» Task material

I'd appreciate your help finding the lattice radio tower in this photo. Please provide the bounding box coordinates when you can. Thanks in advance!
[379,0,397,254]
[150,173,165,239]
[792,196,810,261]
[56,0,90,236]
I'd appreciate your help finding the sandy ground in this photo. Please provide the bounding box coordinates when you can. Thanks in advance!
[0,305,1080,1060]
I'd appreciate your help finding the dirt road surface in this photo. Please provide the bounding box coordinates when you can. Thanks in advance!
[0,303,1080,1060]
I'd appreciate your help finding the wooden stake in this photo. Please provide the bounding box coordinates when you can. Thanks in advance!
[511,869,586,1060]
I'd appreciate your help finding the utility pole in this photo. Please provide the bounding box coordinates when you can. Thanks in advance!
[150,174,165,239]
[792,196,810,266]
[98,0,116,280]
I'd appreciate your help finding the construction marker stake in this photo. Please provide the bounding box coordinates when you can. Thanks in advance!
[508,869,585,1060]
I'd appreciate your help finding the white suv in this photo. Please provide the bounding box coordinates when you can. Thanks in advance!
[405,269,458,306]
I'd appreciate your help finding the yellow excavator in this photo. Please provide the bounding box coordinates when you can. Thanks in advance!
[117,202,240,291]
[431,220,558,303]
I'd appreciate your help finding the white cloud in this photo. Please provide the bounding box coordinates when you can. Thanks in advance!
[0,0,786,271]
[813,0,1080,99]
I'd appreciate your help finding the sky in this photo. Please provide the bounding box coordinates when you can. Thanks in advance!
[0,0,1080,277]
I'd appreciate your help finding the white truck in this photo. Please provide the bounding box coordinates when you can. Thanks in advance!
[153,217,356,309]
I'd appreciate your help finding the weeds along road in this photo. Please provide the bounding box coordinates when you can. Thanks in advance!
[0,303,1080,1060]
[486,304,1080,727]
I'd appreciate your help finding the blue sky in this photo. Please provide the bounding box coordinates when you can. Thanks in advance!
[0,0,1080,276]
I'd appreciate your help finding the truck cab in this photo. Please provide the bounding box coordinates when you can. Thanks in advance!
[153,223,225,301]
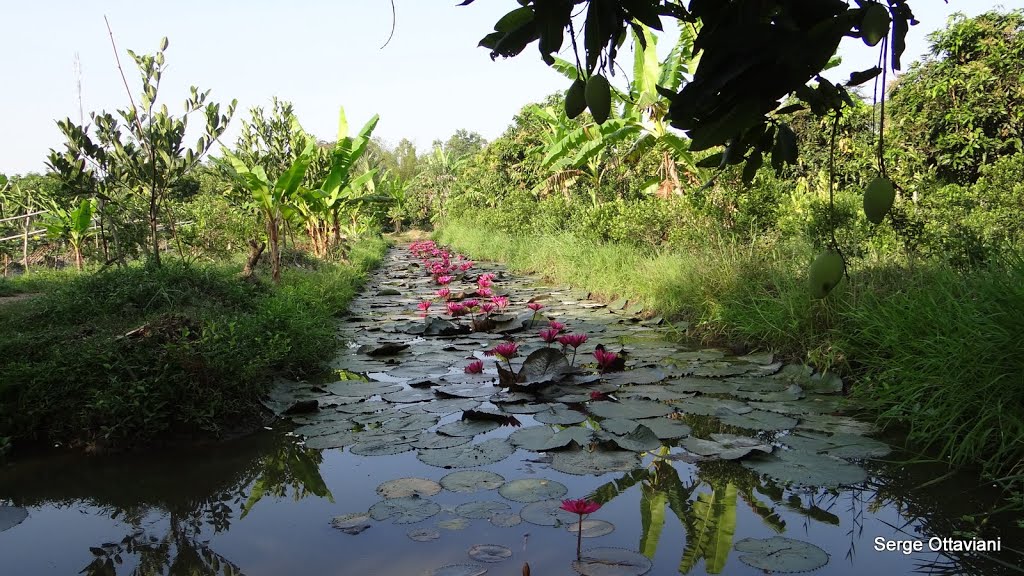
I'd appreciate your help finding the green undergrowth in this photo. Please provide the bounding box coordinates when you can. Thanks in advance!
[436,222,1024,475]
[0,238,387,448]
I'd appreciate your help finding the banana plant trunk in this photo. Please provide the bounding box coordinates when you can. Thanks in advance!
[266,214,281,283]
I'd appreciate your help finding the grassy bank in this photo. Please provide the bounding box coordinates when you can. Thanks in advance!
[0,239,386,447]
[437,222,1024,474]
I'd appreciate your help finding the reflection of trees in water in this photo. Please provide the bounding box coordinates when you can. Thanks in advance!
[590,453,1020,575]
[0,436,334,576]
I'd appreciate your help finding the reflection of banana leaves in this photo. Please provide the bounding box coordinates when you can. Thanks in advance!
[679,483,736,574]
[241,443,334,518]
[640,485,669,560]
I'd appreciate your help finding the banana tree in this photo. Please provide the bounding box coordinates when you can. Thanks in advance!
[552,23,699,196]
[225,142,316,282]
[42,199,95,271]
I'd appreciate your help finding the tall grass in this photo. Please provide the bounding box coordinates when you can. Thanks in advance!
[0,234,386,447]
[437,222,1024,472]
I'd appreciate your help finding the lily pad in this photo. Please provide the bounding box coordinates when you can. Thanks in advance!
[487,512,522,528]
[416,438,515,468]
[498,478,568,503]
[572,547,653,576]
[370,496,441,524]
[516,348,571,387]
[377,478,441,498]
[437,518,470,530]
[469,544,512,563]
[734,536,828,573]
[437,420,501,436]
[406,528,441,542]
[587,400,674,419]
[742,450,867,488]
[411,431,473,450]
[715,408,797,430]
[565,520,615,538]
[331,512,371,536]
[455,500,511,520]
[682,434,772,460]
[781,433,892,458]
[519,500,580,526]
[440,470,505,493]
[534,406,587,426]
[551,450,640,476]
[348,435,413,456]
[420,564,487,576]
[634,418,692,440]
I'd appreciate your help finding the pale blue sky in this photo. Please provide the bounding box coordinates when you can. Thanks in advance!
[0,0,1011,174]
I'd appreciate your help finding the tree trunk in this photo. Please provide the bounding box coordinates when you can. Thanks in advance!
[150,190,160,268]
[242,238,266,278]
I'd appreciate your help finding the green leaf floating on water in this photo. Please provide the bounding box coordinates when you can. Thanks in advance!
[377,478,441,498]
[416,438,515,468]
[742,450,867,488]
[682,434,772,460]
[498,478,568,503]
[587,400,675,418]
[440,470,505,493]
[370,496,441,524]
[735,536,828,572]
[551,450,640,476]
[572,547,653,576]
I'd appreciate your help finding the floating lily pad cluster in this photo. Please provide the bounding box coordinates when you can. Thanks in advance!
[265,243,888,496]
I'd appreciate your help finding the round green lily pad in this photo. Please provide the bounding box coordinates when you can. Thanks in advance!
[587,399,674,419]
[377,478,441,498]
[411,431,473,450]
[370,496,441,524]
[733,536,828,573]
[565,520,615,538]
[416,438,515,468]
[348,435,413,456]
[742,450,867,488]
[469,544,512,563]
[437,420,501,436]
[487,512,522,528]
[437,518,470,530]
[406,528,441,542]
[572,547,653,576]
[440,470,505,493]
[420,564,487,576]
[519,500,580,526]
[551,450,640,476]
[455,500,511,520]
[331,512,371,535]
[498,478,569,503]
[305,430,358,450]
[534,406,587,426]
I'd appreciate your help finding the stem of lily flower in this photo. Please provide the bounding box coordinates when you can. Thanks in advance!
[577,515,583,562]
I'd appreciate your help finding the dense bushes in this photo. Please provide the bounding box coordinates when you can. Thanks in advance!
[0,233,384,446]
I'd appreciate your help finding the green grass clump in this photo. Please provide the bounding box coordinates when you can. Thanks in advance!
[437,222,1024,474]
[0,239,386,447]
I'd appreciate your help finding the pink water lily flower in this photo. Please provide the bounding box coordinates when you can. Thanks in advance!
[558,333,587,349]
[541,328,558,344]
[490,341,519,360]
[594,348,618,372]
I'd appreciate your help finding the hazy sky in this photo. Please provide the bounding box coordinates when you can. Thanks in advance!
[0,0,1011,174]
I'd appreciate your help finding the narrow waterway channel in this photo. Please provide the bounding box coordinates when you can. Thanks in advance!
[0,244,1024,576]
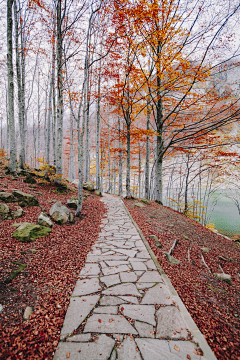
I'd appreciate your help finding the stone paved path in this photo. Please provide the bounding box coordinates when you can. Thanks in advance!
[54,195,216,360]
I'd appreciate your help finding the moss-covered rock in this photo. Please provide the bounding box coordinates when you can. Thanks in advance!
[13,208,23,219]
[24,175,37,184]
[163,251,181,265]
[38,213,53,228]
[0,203,12,220]
[49,201,70,225]
[83,181,94,191]
[0,191,18,203]
[67,199,78,209]
[133,203,145,207]
[140,199,150,205]
[12,190,39,206]
[13,223,52,242]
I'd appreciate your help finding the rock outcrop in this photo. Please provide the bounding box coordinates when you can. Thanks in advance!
[49,201,70,225]
[13,222,52,242]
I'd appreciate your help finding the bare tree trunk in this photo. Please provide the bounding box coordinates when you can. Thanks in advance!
[56,0,63,180]
[126,120,131,196]
[118,117,123,196]
[138,141,142,197]
[14,0,25,169]
[145,106,150,199]
[7,0,17,173]
[96,46,102,190]
[46,79,52,165]
[37,72,40,167]
[108,107,112,192]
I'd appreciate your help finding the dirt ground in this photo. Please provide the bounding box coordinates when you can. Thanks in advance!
[0,167,105,360]
[124,200,240,360]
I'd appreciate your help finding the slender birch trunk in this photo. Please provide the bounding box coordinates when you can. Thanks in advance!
[155,42,163,204]
[37,72,40,168]
[7,0,17,173]
[52,29,56,166]
[118,117,123,196]
[46,79,52,165]
[126,119,131,196]
[138,141,142,197]
[145,102,150,199]
[96,46,102,190]
[108,107,111,192]
[14,0,25,169]
[56,0,63,178]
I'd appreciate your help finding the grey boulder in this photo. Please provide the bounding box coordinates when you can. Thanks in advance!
[49,201,70,225]
[38,213,53,227]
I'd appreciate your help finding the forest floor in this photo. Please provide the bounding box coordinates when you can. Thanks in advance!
[0,164,240,360]
[0,165,106,360]
[124,199,240,360]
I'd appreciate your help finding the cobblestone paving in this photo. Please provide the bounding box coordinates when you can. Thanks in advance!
[54,195,214,360]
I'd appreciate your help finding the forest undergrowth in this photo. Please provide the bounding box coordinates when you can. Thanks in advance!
[124,199,240,360]
[0,162,105,360]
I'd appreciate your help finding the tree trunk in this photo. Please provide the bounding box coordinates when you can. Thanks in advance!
[14,0,25,169]
[7,0,17,173]
[145,106,150,199]
[56,0,63,180]
[118,117,123,196]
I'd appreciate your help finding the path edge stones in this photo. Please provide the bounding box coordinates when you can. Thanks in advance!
[121,199,217,360]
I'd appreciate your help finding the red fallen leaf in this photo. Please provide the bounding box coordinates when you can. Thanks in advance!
[194,349,202,355]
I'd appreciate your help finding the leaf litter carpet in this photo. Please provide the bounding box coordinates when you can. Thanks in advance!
[54,195,212,360]
[124,200,240,360]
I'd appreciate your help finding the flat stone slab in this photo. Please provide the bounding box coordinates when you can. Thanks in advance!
[119,296,139,305]
[80,264,100,276]
[102,283,142,296]
[120,271,137,282]
[138,269,163,282]
[156,306,188,340]
[102,265,129,276]
[168,340,203,360]
[141,284,172,305]
[106,260,129,267]
[100,274,121,287]
[93,306,118,315]
[115,249,137,257]
[145,260,157,270]
[86,254,127,263]
[66,334,92,342]
[53,335,115,360]
[100,296,127,306]
[84,314,138,335]
[137,250,151,259]
[136,339,178,360]
[121,304,156,326]
[72,277,101,296]
[117,336,141,360]
[130,260,147,271]
[135,321,154,339]
[61,295,100,338]
[136,282,156,289]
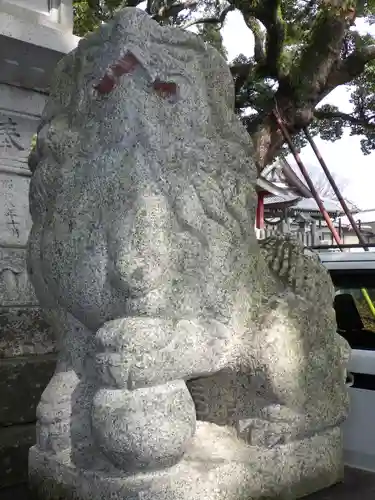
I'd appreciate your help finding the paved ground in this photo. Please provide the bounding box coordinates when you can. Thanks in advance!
[0,469,375,500]
[304,468,375,500]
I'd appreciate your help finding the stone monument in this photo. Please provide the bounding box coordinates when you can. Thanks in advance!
[0,0,79,488]
[28,8,348,500]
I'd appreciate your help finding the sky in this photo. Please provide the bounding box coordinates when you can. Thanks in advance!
[222,11,375,209]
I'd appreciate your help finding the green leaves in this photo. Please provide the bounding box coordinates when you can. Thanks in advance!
[73,0,375,166]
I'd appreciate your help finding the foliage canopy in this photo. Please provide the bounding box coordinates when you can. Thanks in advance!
[74,0,375,170]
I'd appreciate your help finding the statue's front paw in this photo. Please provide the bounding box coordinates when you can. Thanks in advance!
[92,381,195,472]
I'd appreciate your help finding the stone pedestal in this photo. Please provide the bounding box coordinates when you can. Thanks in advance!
[0,0,77,487]
[29,422,344,500]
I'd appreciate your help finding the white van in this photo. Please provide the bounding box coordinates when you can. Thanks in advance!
[319,248,375,472]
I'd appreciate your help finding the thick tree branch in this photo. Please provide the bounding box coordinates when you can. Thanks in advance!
[326,45,375,90]
[314,109,375,131]
[230,0,285,78]
[261,0,285,78]
[290,2,355,101]
[183,5,234,29]
[246,17,266,64]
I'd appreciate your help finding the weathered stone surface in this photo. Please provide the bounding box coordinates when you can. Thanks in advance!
[0,354,56,426]
[0,247,38,306]
[0,308,56,359]
[29,9,348,500]
[0,424,35,488]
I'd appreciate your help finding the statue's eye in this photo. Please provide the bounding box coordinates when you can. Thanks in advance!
[94,52,139,94]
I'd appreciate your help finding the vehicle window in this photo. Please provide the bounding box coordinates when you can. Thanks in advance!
[336,287,375,335]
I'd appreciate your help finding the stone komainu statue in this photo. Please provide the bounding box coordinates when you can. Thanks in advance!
[28,8,347,500]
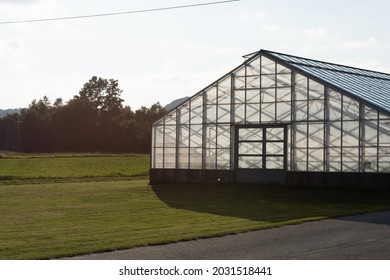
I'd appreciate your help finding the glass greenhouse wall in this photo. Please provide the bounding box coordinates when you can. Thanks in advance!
[151,51,390,188]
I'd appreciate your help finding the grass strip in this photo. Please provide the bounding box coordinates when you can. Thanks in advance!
[0,180,390,259]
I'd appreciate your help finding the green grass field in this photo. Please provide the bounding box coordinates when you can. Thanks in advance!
[0,154,149,184]
[0,152,390,259]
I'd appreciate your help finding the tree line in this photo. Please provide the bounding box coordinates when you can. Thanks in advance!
[0,76,165,153]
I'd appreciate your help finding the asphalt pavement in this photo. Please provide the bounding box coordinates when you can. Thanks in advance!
[64,211,390,260]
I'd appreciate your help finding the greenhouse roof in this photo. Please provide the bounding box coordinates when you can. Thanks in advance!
[258,50,390,112]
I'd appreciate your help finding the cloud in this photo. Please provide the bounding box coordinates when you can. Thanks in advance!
[304,27,328,40]
[261,25,279,33]
[0,0,40,5]
[340,58,390,73]
[0,0,60,21]
[338,37,382,49]
[240,12,267,21]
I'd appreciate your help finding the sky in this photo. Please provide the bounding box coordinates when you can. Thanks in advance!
[0,0,390,110]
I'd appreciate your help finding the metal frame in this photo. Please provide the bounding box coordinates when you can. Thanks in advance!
[151,51,390,178]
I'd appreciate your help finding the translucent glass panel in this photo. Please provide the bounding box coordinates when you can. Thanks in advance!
[204,125,231,169]
[237,127,287,169]
[151,51,390,172]
[378,118,390,172]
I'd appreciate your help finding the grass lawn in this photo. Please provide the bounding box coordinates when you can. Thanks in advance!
[0,180,390,259]
[0,154,149,184]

» Given problem
Repeat the rows exactly, beginning with the line containing "I'd appreciate your help finding the tree line" and ending with the line containing "[0,76,165,153]", both included.

» Full solution
I'd appreciate your help finding the tree line in this photo. Please provide the bounding box coordinates when you can. Thanks in advance!
[0,76,165,153]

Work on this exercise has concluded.